| INSTRUCTIONS FOR THE TASK |
Can you render all of the data below as a Markdown table with the columns "Row" and "Line", numbering each line, skipping blank lines, and leaving the pictures out?
%%
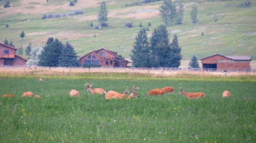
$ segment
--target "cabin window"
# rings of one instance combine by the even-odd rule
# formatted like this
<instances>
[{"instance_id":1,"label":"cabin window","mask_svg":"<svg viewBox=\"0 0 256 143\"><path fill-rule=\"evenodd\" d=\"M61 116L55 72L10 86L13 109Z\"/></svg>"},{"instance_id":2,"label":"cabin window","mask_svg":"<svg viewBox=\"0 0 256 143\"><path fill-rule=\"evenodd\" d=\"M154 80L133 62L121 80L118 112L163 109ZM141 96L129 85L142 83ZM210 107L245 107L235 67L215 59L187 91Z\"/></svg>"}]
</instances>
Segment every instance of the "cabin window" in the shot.
<instances>
[{"instance_id":1,"label":"cabin window","mask_svg":"<svg viewBox=\"0 0 256 143\"><path fill-rule=\"evenodd\" d=\"M106 56L106 53L105 53L105 52L100 52L100 56Z\"/></svg>"},{"instance_id":2,"label":"cabin window","mask_svg":"<svg viewBox=\"0 0 256 143\"><path fill-rule=\"evenodd\" d=\"M3 51L3 54L9 55L9 50L5 50Z\"/></svg>"}]
</instances>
%%
| CORRECT ANSWER |
| Row | Line |
|---|---|
| 1 | $ segment |
| 2 | --target "cabin window" |
| 3 | # rings of one instance combine by the even-odd rule |
| 4 | # formatted like this |
| 5 | <instances> |
| 6 | [{"instance_id":1,"label":"cabin window","mask_svg":"<svg viewBox=\"0 0 256 143\"><path fill-rule=\"evenodd\" d=\"M61 116L55 72L10 86L13 109Z\"/></svg>"},{"instance_id":2,"label":"cabin window","mask_svg":"<svg viewBox=\"0 0 256 143\"><path fill-rule=\"evenodd\" d=\"M154 80L133 62L121 80L118 112L163 109ZM141 96L129 85L142 83ZM210 107L245 107L235 67L215 59L187 91Z\"/></svg>"}] |
| 7 | </instances> |
| 8 | Segment every instance of the "cabin window" in the shot. |
| 9 | <instances> |
| 10 | [{"instance_id":1,"label":"cabin window","mask_svg":"<svg viewBox=\"0 0 256 143\"><path fill-rule=\"evenodd\" d=\"M106 56L106 53L105 53L105 52L100 52L100 56Z\"/></svg>"},{"instance_id":2,"label":"cabin window","mask_svg":"<svg viewBox=\"0 0 256 143\"><path fill-rule=\"evenodd\" d=\"M3 51L3 54L9 55L9 50L5 50Z\"/></svg>"}] |
| 11 | </instances> |